=== Reading text ===

FTC sues California company over scam netting $60M from consumers with delinquent taxes
By APWednesday, October 6, 2010
FTC sues California company over tax relief scam
CHICAGO — Thousands of consumers drowning in tax debt fell victim to a nationwide scam by a California-based company whose owners enjoyed a lavish lifestyle in a multimillion-dollar home with seven luxury cars in the garage, federal officials said Wednesday.
American Tax Relief of Beverly Hills, Calif., bilked consumers out of more than $60 million, according to the Federal Trade Commission, which announced it has filed a lawsuit in an attempt to win consumers’ money back.
A federal judge in Chicago has ordered the company to stop making deceptive claims and appointed a receiver to take charge of the company. The judge also froze company assets and assets of its owners Alex Hahn, 43, and his wife, Joo Hyun Park, 37, of Beverly Hills.
Hahn was convicted in 2006 of mail fraud in California and sentenced to five years probation and ordered to pay nearly $1.3 million restitution, according to a search warrant filed in the current case by the U.S. Postal Inspection Service. The restitution was partially paid from proceeds from American Tax Relief, the document states.
“Their scam is over, closed down,” said David Vladeck, director of the Federal Trade Commission’s Bureau of Consumer Protection.

=== Material supplied ===

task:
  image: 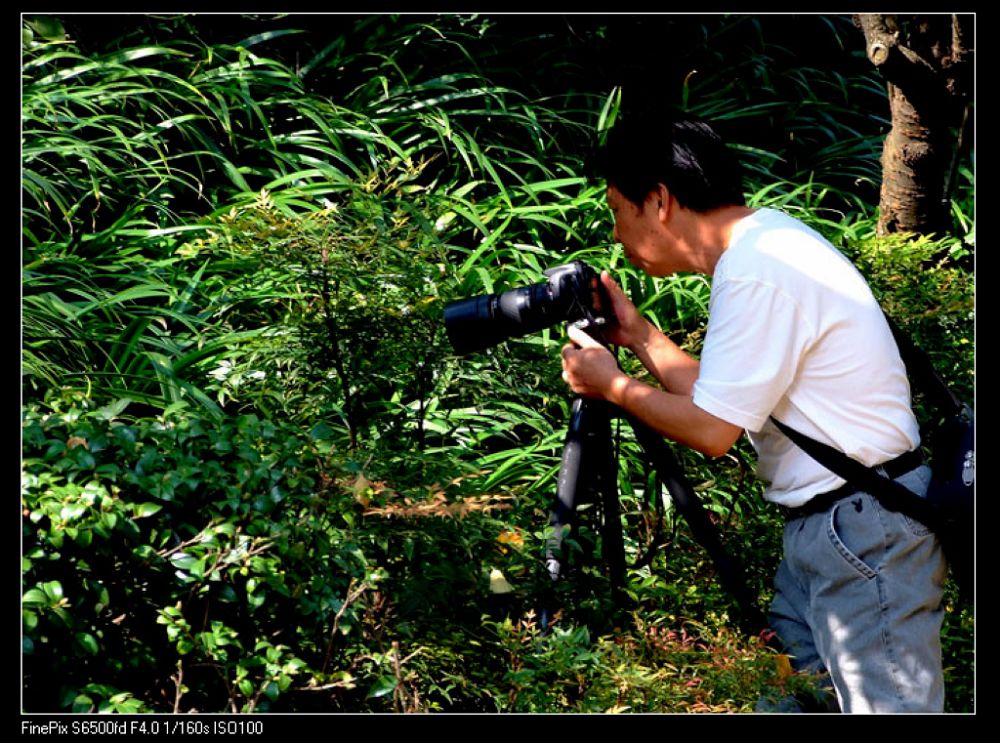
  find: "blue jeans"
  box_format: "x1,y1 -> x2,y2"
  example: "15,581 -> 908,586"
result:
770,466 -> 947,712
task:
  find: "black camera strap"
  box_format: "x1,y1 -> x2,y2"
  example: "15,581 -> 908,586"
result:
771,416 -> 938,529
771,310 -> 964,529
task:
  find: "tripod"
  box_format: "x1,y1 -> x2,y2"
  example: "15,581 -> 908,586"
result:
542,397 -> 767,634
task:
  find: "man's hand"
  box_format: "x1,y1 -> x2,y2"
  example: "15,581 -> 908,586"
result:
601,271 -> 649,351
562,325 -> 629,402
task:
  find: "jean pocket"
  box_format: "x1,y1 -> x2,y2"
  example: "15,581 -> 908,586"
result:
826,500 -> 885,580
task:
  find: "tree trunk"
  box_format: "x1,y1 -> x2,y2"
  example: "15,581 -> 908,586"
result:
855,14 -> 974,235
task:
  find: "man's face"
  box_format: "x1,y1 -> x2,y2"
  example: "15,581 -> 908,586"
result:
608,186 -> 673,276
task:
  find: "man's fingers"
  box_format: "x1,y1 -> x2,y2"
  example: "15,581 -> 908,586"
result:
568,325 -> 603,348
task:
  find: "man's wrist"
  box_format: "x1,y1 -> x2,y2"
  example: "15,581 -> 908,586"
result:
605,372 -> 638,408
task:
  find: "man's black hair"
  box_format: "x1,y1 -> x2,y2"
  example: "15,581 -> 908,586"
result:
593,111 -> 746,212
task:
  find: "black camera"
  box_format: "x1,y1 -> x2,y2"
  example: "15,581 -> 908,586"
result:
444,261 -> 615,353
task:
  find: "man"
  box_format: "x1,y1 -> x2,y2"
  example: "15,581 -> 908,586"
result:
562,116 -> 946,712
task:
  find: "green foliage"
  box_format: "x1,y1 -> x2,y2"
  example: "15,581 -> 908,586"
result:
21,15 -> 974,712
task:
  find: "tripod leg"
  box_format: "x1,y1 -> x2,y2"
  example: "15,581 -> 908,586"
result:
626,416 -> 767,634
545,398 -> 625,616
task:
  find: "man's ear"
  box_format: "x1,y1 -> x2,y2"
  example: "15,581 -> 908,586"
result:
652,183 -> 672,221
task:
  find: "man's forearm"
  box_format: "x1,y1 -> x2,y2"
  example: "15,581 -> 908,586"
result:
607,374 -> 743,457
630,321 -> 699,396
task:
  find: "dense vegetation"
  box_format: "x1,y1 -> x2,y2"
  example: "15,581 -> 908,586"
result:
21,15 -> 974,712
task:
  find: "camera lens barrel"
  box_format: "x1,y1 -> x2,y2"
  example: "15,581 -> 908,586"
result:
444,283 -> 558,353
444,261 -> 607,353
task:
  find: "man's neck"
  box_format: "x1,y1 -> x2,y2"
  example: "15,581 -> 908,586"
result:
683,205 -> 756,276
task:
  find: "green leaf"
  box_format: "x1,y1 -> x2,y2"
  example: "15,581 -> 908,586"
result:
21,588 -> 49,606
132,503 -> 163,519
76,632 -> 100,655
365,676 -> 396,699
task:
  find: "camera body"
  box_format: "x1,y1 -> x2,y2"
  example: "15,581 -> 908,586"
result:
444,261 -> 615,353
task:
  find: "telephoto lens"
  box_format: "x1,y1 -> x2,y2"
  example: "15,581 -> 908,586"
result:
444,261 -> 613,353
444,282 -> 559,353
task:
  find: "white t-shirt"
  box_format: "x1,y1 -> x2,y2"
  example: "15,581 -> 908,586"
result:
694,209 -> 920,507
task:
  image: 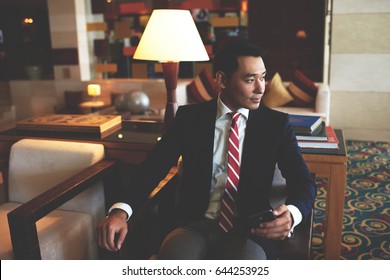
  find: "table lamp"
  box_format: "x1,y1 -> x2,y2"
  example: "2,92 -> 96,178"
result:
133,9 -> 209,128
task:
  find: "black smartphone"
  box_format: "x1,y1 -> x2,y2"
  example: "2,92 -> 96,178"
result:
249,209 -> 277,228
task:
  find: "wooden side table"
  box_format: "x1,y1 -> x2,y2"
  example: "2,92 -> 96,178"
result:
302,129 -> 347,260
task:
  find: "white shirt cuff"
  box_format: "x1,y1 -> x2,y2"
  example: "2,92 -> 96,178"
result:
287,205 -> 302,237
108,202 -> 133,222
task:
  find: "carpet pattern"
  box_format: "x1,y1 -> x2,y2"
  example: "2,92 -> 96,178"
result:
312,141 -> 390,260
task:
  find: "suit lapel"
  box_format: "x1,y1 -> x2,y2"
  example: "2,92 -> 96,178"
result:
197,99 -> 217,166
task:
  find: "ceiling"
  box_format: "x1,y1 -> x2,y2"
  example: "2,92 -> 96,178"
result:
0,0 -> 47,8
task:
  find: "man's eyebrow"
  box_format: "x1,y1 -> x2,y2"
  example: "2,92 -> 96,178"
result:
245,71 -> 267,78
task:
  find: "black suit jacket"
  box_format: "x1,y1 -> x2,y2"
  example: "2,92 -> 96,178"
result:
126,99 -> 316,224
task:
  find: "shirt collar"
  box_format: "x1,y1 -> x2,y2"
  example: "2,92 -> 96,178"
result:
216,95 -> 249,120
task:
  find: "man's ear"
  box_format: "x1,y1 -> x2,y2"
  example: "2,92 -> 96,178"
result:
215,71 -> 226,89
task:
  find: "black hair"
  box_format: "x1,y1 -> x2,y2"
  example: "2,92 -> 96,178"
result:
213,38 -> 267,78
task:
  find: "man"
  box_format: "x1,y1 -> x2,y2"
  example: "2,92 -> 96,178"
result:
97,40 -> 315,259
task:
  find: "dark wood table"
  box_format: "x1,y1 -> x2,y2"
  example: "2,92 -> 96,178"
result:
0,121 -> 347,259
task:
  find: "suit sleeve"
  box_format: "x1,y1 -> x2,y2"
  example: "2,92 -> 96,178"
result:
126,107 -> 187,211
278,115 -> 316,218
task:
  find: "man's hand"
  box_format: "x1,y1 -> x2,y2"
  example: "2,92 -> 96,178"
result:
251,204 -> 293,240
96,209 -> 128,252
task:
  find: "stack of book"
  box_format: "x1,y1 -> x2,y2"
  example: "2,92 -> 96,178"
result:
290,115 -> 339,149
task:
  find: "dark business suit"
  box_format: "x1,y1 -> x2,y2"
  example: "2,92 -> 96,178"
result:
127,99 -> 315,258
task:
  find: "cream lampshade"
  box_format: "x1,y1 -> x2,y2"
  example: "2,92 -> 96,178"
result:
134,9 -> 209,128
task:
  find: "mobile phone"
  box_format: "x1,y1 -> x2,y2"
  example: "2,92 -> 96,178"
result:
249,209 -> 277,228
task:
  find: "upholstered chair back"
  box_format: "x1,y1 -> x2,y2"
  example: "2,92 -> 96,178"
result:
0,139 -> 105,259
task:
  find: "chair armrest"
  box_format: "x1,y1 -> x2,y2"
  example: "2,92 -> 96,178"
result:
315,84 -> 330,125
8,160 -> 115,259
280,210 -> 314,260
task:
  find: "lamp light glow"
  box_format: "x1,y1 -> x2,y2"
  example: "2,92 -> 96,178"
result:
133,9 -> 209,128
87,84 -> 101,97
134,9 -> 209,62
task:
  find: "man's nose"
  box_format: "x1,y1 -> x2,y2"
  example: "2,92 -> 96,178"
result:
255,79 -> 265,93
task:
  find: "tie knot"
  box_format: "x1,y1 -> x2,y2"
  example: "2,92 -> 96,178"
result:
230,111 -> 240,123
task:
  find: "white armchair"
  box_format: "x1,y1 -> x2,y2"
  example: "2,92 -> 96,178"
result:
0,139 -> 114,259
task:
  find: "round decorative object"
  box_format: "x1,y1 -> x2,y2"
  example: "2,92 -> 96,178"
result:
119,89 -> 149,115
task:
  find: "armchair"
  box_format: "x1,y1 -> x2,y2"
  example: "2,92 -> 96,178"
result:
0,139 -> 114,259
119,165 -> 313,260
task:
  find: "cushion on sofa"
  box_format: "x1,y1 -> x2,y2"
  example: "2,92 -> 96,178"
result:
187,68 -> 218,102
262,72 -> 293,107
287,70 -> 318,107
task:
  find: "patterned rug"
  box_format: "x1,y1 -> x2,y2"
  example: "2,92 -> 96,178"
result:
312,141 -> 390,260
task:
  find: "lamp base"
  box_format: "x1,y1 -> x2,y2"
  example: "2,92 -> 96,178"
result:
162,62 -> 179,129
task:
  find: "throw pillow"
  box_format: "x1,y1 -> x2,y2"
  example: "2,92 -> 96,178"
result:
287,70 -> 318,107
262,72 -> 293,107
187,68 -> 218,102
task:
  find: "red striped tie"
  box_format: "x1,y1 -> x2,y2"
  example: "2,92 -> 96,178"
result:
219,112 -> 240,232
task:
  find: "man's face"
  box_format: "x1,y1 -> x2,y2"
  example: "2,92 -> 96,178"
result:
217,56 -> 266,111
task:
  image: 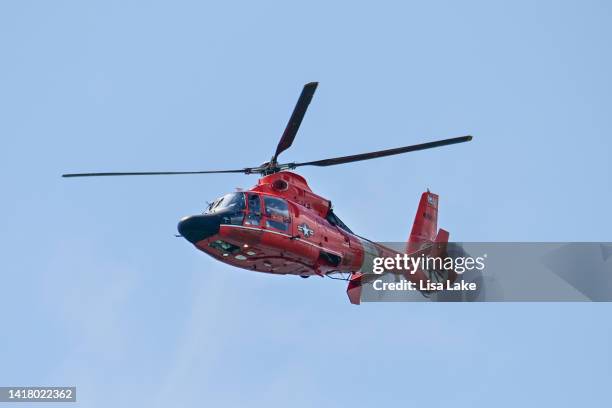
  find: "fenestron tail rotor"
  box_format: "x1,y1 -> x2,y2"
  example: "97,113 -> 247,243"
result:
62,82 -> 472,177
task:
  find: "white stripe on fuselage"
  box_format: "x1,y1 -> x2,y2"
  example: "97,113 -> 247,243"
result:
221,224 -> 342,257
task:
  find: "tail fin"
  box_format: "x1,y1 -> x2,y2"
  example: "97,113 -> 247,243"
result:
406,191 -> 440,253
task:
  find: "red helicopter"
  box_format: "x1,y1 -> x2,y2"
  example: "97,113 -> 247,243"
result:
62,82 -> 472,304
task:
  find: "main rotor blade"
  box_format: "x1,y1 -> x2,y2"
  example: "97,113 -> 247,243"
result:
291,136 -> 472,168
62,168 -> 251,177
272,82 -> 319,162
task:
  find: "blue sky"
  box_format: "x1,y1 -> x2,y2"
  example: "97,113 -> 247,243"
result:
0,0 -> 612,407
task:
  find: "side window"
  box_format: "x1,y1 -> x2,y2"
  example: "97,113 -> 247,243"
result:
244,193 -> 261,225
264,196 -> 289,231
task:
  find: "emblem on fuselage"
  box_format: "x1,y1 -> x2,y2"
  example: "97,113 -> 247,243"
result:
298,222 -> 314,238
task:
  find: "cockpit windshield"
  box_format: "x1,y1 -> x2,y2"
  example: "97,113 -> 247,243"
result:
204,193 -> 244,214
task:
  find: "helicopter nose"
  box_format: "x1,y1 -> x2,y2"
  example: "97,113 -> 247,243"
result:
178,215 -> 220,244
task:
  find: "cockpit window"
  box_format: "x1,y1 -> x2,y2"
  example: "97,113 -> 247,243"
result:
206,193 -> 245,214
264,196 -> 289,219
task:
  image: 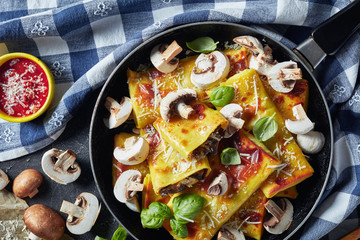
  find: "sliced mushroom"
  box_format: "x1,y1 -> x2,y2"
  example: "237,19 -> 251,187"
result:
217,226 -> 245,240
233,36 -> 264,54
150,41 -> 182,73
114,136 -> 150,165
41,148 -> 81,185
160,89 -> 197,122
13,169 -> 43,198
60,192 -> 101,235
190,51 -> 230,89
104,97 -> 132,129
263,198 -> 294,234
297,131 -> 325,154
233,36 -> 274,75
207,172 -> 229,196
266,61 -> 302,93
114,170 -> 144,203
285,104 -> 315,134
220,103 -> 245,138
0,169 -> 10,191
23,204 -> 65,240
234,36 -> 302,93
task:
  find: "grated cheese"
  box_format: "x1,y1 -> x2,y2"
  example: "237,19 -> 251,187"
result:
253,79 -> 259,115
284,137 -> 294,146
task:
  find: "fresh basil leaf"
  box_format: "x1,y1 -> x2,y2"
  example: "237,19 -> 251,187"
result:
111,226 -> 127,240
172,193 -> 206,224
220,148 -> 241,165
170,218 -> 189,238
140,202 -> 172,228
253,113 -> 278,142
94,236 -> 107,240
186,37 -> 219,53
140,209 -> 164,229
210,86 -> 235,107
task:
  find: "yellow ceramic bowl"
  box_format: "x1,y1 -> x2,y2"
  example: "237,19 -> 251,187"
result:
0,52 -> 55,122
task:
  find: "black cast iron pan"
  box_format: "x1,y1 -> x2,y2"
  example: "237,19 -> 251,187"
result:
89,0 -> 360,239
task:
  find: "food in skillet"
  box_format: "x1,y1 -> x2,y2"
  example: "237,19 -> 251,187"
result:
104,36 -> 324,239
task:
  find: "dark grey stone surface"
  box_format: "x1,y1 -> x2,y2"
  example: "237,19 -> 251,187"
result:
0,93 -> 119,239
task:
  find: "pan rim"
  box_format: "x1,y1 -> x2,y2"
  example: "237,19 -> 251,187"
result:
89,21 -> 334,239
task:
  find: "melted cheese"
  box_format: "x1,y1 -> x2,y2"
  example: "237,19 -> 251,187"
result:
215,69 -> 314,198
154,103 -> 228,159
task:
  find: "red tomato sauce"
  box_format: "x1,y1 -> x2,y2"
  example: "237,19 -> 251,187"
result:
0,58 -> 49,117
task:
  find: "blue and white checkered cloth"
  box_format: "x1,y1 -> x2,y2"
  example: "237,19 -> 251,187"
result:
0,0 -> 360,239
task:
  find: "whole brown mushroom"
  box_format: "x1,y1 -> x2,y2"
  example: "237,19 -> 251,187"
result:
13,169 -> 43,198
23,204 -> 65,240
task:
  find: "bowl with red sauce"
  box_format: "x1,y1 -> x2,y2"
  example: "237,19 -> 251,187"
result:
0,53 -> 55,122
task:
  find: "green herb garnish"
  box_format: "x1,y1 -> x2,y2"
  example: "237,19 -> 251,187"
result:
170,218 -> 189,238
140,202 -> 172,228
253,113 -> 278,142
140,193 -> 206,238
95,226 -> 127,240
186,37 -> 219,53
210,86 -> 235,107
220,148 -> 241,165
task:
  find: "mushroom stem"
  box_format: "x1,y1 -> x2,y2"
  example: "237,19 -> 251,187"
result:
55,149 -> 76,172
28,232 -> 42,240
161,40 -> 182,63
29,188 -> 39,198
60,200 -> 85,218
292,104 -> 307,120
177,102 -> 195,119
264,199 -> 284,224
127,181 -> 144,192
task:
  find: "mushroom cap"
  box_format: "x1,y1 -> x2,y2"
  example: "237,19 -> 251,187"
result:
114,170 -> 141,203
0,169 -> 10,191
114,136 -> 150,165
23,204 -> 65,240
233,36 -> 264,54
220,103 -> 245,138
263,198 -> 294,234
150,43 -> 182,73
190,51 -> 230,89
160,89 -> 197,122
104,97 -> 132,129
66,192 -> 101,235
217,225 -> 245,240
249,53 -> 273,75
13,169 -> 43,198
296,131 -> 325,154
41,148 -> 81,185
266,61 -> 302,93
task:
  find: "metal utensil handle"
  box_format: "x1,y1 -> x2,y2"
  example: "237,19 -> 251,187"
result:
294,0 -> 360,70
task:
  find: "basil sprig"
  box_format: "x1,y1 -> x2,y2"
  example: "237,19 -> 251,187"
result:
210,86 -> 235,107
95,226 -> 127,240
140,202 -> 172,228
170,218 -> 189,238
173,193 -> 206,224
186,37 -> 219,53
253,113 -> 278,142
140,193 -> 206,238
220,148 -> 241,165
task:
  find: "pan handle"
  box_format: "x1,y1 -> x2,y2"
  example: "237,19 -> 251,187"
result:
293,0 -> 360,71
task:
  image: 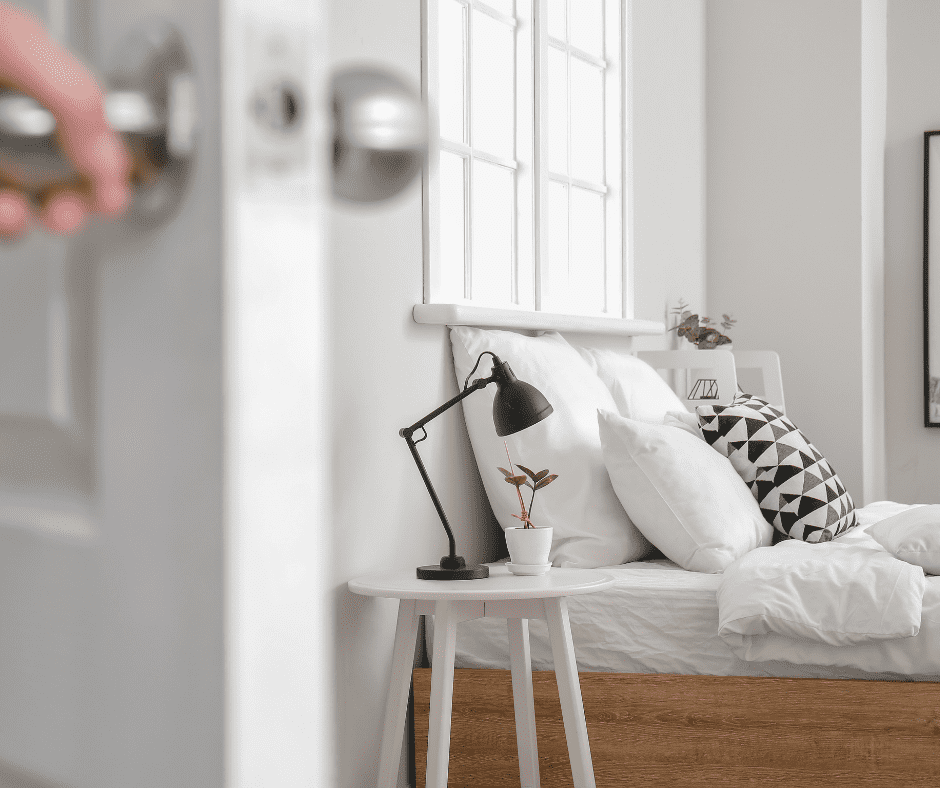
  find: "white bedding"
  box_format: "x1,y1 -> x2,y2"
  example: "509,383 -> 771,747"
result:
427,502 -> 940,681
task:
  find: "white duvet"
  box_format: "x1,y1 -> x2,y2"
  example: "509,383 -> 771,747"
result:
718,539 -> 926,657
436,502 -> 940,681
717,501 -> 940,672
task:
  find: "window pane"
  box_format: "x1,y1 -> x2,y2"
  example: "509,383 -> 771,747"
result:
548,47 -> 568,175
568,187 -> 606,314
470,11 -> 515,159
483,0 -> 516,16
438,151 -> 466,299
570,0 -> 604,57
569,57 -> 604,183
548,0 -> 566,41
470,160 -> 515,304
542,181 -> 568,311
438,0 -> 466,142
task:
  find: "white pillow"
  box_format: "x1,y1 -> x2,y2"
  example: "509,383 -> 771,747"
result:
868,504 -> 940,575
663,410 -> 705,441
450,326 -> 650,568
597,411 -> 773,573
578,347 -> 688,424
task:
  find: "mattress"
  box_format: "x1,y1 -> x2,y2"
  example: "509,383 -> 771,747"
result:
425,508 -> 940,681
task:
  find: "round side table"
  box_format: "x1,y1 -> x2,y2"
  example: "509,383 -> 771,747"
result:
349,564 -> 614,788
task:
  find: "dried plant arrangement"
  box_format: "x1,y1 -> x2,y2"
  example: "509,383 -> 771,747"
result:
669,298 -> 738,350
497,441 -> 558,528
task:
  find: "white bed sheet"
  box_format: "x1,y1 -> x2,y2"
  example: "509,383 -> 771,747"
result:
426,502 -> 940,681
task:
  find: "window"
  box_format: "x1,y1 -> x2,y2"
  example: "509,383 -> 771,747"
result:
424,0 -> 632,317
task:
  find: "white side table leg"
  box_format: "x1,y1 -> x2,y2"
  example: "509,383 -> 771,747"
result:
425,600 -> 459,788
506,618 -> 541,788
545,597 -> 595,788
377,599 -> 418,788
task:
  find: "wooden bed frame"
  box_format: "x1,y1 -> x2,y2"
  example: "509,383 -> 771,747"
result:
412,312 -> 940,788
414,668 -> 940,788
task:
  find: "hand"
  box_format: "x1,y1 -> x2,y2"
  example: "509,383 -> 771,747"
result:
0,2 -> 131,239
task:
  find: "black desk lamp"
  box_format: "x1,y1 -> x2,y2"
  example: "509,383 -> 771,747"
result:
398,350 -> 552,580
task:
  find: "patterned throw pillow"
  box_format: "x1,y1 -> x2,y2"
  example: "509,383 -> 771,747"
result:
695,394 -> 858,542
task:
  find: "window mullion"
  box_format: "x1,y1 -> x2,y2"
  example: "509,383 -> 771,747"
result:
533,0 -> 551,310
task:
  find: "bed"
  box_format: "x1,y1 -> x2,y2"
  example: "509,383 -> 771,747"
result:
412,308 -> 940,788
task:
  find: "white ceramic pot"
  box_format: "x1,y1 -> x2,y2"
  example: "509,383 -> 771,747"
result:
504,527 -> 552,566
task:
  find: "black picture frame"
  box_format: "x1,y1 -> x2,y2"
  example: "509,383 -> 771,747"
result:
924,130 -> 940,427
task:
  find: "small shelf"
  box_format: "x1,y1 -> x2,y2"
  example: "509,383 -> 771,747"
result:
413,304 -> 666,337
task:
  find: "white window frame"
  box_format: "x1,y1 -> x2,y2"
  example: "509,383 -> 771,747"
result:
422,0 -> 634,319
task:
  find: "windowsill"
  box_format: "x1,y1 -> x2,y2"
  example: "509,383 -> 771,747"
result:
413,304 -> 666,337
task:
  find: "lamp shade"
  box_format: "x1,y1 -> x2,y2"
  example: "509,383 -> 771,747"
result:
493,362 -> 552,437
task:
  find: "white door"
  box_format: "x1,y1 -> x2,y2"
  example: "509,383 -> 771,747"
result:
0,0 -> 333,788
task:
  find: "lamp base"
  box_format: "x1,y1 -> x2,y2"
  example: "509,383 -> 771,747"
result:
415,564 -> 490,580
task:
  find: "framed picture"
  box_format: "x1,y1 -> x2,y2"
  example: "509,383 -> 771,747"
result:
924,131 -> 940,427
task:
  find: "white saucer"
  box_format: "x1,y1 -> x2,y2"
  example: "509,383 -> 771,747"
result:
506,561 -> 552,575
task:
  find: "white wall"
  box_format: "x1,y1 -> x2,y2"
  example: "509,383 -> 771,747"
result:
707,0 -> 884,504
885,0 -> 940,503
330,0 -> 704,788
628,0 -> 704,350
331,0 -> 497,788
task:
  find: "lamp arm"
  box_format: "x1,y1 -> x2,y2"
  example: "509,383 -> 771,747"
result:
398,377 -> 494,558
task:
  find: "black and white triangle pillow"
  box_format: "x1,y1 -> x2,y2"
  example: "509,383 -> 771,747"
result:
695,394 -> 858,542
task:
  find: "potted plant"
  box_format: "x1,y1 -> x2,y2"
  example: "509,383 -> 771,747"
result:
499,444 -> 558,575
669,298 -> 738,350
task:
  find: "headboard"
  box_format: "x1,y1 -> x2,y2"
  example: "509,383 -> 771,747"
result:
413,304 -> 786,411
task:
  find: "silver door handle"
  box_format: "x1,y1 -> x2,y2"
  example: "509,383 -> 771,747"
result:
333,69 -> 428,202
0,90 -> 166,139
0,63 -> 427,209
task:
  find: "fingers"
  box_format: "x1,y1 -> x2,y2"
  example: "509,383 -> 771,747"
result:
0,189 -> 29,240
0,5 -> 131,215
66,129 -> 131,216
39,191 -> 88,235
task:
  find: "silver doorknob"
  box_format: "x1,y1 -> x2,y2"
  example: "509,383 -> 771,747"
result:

===

◆ What this task involves:
Carry on the news report about the FTC lawsuit against American Tax Relief, starting right after the quote from David Vladeck.

◆ Result for this task:
Los Angeles attorney Chuck Kreindler, representing the company, said American Tax Relief has helped taxpayers, but a “small percentage of their customers are not looking to resolve their tax problems, but find some new way to beat the system.”
Kreindler said in an e-mail to The Associated Press that the company would “vigorously defend” against the FTC action, “which was brought without any notice to ATR, focused on a small handful of complainants, and ignored the thousands of consumers who have been helped.”
The FTC estimates 20,000 consumers paid upfront fees from $3,200 to $32,000 for worthless tax relief services, according to the lawsuit. The company also charged customers’ credit cards without their authorization and gave few refunds, the claim states.
A new FTC telemarketing rule that takes effect Oct. 27 will prohibit companies that sell debt relief services by phone from charging or collecting fees before they settle or reduce a customer’s debt.
Warren Mesler, 45, a timber broker from Wellsville, N.Y., said he made two payments to American Tax Relief totaling $9,000, but never got help.
“I should have known before I even paid them the second time,” Mesler said Wednesday. “When they wouldn’t return phone calls, I knew I was in trouble.”
Many victims’ tax bills and penalties continued to climb while they waited in vain for help, Vladeck said.
“While pushing people even deeper into debt, the owners of this enterprise were living in a house in Beverly Hills worth $3.4 million and keeping a garage full of a Ferrari, two Porsches, two Mercedes Benzes, a Bentley and a Rolls Royce,” Vladeck told reporters in Chicago. “They don’t even buy American.”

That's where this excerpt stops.